*СТАТЬЯ:*
————————
О себе он говорил, что живет уже не в первый раз сперва, по его словам, он был Евфорбом, потом Эфалидом, потом Гермотимом, потом Пирром и наконец стал Пифагором. Этим он доказывал, что душа бессмертна и что, приняв очищение, можно помнить и прошлую свою жизнь.
Философия, которую он исповедовал, целью своей имела вызволить и освободить врожденный наш разум от его оков и цепей; а без ума человек не познает ничего здравого, ничего истинного и даже неспособен ничего уловить какими бы то ни было чувствами, — только ум сам по себе все видит и все слышит, прочее же и слепо и глухо.
————————
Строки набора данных

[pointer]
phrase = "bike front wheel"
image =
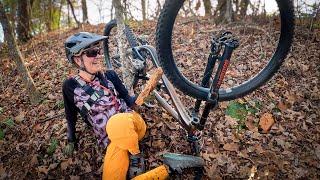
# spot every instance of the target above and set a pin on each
(183, 45)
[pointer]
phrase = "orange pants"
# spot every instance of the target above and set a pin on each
(124, 131)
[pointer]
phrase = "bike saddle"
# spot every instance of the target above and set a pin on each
(178, 162)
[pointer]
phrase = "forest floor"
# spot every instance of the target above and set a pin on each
(32, 137)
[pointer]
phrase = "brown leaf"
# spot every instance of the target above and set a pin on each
(282, 106)
(53, 166)
(159, 144)
(34, 160)
(317, 151)
(250, 125)
(43, 169)
(231, 147)
(74, 177)
(64, 165)
(20, 117)
(266, 122)
(2, 172)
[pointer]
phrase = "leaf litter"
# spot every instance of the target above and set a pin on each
(232, 145)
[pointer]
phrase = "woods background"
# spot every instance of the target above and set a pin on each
(33, 67)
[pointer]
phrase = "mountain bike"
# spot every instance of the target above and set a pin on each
(258, 52)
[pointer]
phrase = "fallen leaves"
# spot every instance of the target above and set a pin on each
(266, 122)
(231, 147)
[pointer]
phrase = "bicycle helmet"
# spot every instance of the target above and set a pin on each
(75, 43)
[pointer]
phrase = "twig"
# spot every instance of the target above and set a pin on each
(49, 118)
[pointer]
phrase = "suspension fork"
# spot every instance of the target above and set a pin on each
(213, 95)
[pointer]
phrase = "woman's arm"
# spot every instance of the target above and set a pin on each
(70, 108)
(123, 92)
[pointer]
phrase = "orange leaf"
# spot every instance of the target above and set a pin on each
(266, 122)
(231, 147)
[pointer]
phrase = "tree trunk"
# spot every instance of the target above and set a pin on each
(143, 5)
(228, 16)
(48, 15)
(74, 15)
(207, 7)
(84, 11)
(225, 11)
(34, 94)
(23, 26)
(243, 7)
(126, 67)
(111, 12)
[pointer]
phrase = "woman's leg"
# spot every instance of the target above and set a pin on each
(124, 131)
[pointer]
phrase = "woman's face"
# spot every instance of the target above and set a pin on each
(91, 60)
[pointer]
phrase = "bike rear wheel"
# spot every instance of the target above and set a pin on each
(175, 52)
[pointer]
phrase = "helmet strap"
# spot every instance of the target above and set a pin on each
(83, 67)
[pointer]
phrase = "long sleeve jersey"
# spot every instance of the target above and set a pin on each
(115, 99)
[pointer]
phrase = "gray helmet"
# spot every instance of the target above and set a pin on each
(75, 43)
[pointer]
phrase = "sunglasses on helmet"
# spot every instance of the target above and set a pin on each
(93, 52)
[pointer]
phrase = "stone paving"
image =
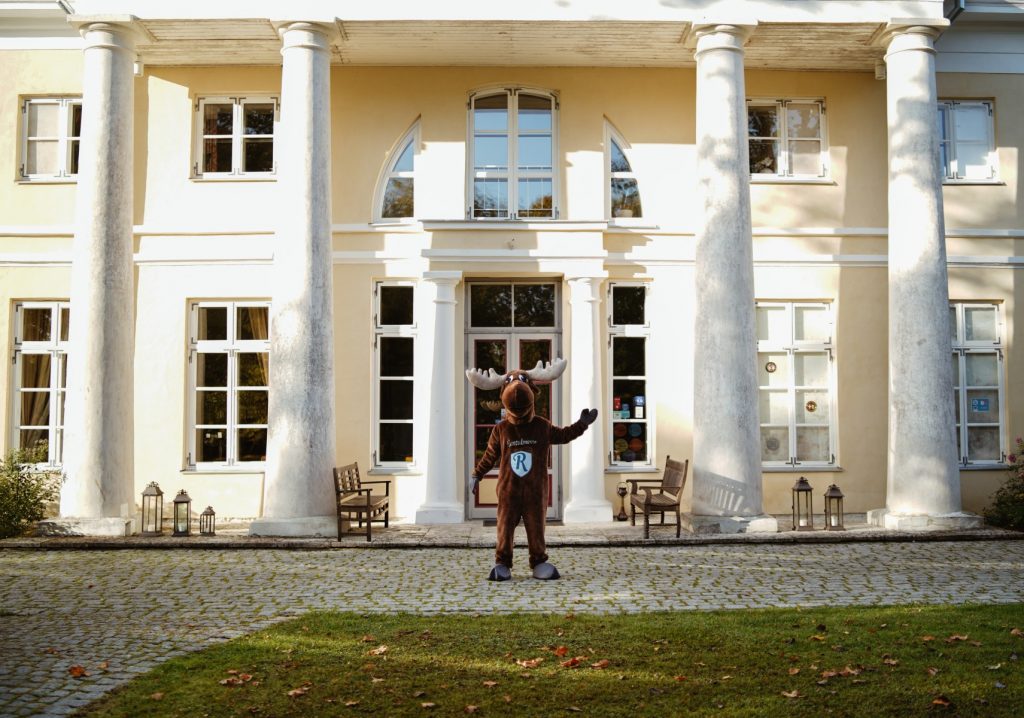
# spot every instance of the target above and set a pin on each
(120, 613)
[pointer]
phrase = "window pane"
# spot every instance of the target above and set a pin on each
(803, 120)
(535, 152)
(36, 325)
(252, 407)
(535, 198)
(625, 198)
(764, 157)
(396, 399)
(398, 198)
(211, 445)
(258, 119)
(628, 305)
(257, 156)
(251, 323)
(979, 324)
(212, 323)
(491, 113)
(491, 198)
(491, 305)
(252, 445)
(491, 152)
(254, 369)
(628, 356)
(535, 305)
(396, 442)
(396, 305)
(982, 370)
(211, 370)
(217, 119)
(396, 356)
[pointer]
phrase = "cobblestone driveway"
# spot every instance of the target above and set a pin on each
(120, 613)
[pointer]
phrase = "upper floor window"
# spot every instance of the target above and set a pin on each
(51, 129)
(511, 155)
(786, 138)
(235, 136)
(397, 191)
(967, 140)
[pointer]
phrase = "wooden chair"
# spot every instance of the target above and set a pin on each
(660, 498)
(354, 500)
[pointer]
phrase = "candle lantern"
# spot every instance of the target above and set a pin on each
(182, 514)
(207, 521)
(153, 510)
(834, 509)
(803, 515)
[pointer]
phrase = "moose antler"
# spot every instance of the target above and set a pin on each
(547, 372)
(483, 380)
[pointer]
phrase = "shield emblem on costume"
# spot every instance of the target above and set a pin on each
(522, 462)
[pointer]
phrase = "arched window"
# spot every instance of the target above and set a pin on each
(396, 189)
(511, 155)
(624, 192)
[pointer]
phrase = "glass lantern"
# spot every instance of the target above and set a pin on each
(153, 510)
(803, 514)
(182, 514)
(834, 509)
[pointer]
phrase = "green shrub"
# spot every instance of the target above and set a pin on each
(25, 490)
(1007, 510)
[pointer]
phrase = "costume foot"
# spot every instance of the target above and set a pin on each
(500, 573)
(546, 572)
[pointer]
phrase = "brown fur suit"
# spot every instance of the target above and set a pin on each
(519, 446)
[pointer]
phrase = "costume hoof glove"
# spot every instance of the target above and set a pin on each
(501, 573)
(546, 572)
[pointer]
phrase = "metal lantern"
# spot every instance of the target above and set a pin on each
(207, 521)
(182, 514)
(803, 515)
(834, 509)
(153, 510)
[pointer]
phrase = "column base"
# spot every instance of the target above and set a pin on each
(325, 526)
(695, 523)
(593, 512)
(891, 520)
(110, 526)
(440, 513)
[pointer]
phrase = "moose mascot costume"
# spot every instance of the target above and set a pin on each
(519, 446)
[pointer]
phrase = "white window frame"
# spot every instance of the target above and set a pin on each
(238, 103)
(633, 331)
(65, 139)
(962, 348)
(382, 331)
(784, 172)
(56, 348)
(793, 348)
(231, 347)
(388, 172)
(951, 172)
(512, 174)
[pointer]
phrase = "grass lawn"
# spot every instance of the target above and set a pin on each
(918, 661)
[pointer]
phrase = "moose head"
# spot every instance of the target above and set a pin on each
(518, 387)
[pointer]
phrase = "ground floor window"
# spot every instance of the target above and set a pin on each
(40, 377)
(796, 383)
(229, 366)
(977, 356)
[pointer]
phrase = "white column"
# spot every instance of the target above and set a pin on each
(298, 495)
(97, 496)
(586, 491)
(441, 504)
(923, 488)
(726, 434)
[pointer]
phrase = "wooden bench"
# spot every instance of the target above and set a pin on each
(669, 491)
(354, 500)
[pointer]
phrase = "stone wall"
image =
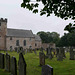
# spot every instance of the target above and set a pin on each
(29, 42)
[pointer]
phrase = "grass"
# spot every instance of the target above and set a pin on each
(65, 67)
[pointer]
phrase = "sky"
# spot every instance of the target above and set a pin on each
(20, 18)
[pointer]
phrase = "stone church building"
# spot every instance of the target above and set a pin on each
(11, 38)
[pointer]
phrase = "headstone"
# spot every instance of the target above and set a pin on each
(60, 55)
(22, 65)
(7, 62)
(13, 66)
(72, 53)
(2, 63)
(63, 52)
(35, 51)
(42, 58)
(15, 49)
(26, 51)
(47, 70)
(41, 49)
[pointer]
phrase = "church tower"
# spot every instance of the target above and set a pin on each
(3, 31)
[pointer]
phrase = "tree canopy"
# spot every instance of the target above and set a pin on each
(67, 40)
(64, 9)
(48, 37)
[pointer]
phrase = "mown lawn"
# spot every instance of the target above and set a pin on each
(65, 67)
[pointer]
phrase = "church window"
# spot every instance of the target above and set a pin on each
(17, 42)
(10, 38)
(24, 42)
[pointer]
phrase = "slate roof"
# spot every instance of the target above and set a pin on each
(37, 37)
(19, 33)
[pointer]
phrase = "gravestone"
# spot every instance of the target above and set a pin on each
(60, 55)
(26, 51)
(7, 62)
(49, 53)
(47, 70)
(13, 66)
(41, 49)
(22, 65)
(72, 53)
(42, 58)
(2, 63)
(63, 52)
(15, 49)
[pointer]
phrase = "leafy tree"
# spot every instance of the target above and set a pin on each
(61, 8)
(43, 35)
(67, 40)
(48, 37)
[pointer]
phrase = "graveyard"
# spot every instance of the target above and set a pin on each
(33, 67)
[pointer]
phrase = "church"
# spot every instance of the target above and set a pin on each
(11, 38)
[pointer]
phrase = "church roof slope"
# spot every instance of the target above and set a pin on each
(19, 33)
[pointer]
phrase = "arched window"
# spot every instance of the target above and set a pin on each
(24, 42)
(17, 42)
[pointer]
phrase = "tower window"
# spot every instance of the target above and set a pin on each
(10, 38)
(24, 42)
(17, 42)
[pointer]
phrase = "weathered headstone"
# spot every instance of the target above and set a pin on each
(22, 65)
(42, 58)
(72, 53)
(60, 55)
(7, 62)
(47, 70)
(2, 63)
(13, 66)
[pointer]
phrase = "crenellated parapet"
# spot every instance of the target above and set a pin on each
(3, 20)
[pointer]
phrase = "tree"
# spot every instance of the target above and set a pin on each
(48, 37)
(64, 9)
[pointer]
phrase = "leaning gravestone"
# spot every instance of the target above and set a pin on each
(13, 66)
(7, 62)
(47, 70)
(42, 58)
(2, 64)
(72, 53)
(22, 65)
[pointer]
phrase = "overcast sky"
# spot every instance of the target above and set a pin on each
(20, 18)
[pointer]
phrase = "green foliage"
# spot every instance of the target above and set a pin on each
(65, 67)
(48, 37)
(64, 9)
(67, 40)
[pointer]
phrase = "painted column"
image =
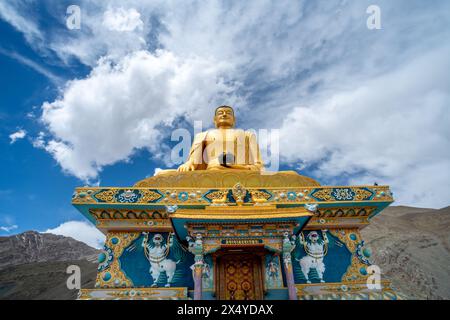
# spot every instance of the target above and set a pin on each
(288, 247)
(197, 273)
(196, 247)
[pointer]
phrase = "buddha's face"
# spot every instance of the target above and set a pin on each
(224, 117)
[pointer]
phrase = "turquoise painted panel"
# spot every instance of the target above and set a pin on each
(155, 260)
(325, 261)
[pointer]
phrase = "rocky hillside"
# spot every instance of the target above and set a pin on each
(412, 248)
(33, 266)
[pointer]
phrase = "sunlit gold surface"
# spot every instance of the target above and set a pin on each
(227, 179)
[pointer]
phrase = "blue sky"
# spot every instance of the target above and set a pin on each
(97, 105)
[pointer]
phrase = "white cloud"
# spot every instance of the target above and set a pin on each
(107, 116)
(8, 228)
(81, 231)
(121, 19)
(20, 134)
(362, 105)
(33, 65)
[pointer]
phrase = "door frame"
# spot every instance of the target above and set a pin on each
(258, 251)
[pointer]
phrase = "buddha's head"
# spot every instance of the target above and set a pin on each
(224, 117)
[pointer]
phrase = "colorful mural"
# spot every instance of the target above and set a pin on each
(149, 260)
(320, 257)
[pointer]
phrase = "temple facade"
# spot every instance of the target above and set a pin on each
(233, 235)
(220, 227)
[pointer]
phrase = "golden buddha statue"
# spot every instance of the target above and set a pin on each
(224, 148)
(222, 157)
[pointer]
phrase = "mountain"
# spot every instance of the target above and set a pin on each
(33, 266)
(412, 248)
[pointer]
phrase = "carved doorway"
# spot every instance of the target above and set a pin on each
(240, 275)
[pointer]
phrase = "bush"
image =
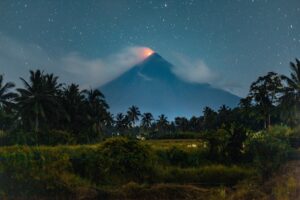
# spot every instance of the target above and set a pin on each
(183, 158)
(211, 175)
(267, 152)
(121, 160)
(56, 137)
(28, 172)
(294, 137)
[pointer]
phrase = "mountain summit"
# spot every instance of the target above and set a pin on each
(153, 87)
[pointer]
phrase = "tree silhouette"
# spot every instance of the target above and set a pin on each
(147, 119)
(133, 114)
(6, 96)
(38, 100)
(290, 100)
(264, 91)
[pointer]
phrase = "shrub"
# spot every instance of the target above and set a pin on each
(294, 137)
(267, 152)
(29, 172)
(56, 137)
(121, 160)
(211, 175)
(183, 158)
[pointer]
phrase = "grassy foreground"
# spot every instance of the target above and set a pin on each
(126, 169)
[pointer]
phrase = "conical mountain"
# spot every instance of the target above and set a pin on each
(153, 87)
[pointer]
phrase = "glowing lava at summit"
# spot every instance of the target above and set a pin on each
(147, 52)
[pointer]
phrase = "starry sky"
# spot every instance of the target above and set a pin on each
(228, 43)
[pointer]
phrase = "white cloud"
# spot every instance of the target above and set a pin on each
(193, 71)
(17, 58)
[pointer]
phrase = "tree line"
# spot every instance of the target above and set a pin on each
(44, 104)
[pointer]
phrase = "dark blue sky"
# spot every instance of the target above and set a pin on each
(227, 42)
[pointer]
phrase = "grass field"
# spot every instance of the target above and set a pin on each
(184, 144)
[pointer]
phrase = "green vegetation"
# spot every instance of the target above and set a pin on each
(57, 140)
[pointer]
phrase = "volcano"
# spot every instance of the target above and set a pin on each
(153, 87)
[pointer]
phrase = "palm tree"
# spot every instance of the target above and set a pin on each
(293, 82)
(290, 100)
(147, 119)
(97, 109)
(133, 114)
(182, 123)
(264, 91)
(121, 122)
(5, 95)
(38, 100)
(74, 105)
(162, 123)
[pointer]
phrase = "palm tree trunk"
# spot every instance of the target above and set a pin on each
(269, 120)
(36, 126)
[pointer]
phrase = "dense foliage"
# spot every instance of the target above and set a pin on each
(101, 152)
(45, 106)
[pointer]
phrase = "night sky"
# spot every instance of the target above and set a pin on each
(227, 43)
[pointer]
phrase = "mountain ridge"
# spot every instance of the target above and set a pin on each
(153, 87)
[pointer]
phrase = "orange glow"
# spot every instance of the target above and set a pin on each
(147, 52)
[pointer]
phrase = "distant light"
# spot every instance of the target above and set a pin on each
(147, 52)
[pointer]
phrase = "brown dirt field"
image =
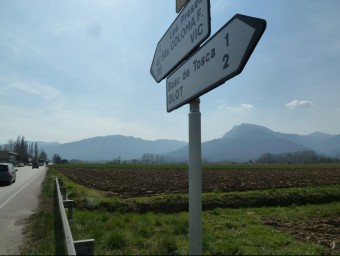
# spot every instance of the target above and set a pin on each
(154, 181)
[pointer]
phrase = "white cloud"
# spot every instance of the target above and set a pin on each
(299, 104)
(242, 107)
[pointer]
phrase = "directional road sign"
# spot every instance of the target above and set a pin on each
(222, 57)
(187, 32)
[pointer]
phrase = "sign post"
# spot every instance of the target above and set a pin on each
(195, 179)
(222, 57)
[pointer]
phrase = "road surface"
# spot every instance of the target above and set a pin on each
(17, 202)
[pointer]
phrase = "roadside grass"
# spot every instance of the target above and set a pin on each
(232, 222)
(43, 233)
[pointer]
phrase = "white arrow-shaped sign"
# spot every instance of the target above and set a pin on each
(186, 33)
(222, 57)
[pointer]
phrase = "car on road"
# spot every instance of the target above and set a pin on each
(7, 173)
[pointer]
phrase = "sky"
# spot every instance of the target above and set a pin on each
(71, 70)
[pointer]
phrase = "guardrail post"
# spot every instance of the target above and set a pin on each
(69, 205)
(84, 247)
(81, 247)
(63, 192)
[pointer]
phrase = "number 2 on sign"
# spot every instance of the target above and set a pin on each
(226, 56)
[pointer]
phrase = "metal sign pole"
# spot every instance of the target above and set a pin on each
(195, 179)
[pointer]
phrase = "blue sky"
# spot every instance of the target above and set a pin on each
(71, 70)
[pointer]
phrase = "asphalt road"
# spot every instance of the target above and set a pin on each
(17, 202)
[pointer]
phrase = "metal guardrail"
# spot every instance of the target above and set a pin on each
(80, 247)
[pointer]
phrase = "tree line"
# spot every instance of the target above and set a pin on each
(305, 157)
(25, 151)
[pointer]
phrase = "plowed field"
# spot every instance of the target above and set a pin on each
(132, 182)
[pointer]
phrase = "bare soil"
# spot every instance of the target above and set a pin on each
(128, 182)
(154, 181)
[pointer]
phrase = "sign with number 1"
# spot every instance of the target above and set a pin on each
(222, 57)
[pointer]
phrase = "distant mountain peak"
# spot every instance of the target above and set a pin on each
(245, 128)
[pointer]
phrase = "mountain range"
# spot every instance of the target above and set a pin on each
(242, 143)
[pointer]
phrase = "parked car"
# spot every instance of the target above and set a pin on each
(35, 165)
(7, 173)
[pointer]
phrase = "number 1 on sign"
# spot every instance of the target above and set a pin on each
(226, 56)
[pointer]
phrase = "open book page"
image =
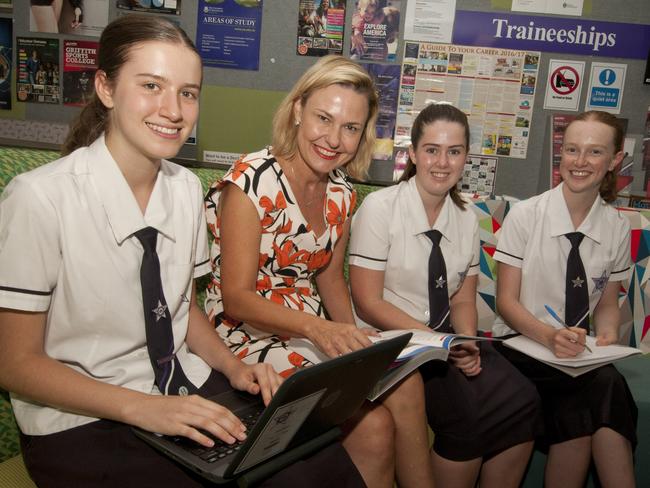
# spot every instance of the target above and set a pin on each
(429, 338)
(424, 346)
(401, 368)
(585, 361)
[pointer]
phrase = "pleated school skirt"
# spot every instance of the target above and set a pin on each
(578, 407)
(483, 415)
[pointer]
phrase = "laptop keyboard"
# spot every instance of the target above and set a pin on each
(220, 449)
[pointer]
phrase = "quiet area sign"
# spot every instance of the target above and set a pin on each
(564, 84)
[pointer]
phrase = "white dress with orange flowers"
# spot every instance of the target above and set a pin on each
(290, 254)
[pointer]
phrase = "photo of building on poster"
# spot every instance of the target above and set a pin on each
(386, 78)
(79, 66)
(375, 30)
(6, 48)
(153, 6)
(228, 33)
(78, 17)
(479, 175)
(37, 70)
(321, 24)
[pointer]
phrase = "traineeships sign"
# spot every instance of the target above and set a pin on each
(552, 34)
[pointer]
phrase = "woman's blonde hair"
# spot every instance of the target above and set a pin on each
(329, 70)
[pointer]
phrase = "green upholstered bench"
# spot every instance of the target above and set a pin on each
(490, 213)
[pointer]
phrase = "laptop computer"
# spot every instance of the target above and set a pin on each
(302, 417)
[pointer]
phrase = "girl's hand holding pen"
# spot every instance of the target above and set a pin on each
(569, 342)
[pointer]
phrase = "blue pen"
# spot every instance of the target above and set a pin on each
(557, 317)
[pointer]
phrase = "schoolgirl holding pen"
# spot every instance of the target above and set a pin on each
(569, 249)
(414, 256)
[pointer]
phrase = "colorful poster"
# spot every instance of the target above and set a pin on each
————————
*ЗАДАНИЯ:*
[a] Кем он, согласно статье, был до того, как стал Пифагором?
[b] Укажите только число: сколько строк содержат слово «floor»?

*ПРАВИЛЬНЫЕ ОТВЕТЫ:*
[a] Евфорбом, потом Эфалидом, потом Гермотимом и потом Пирром.

[b] 3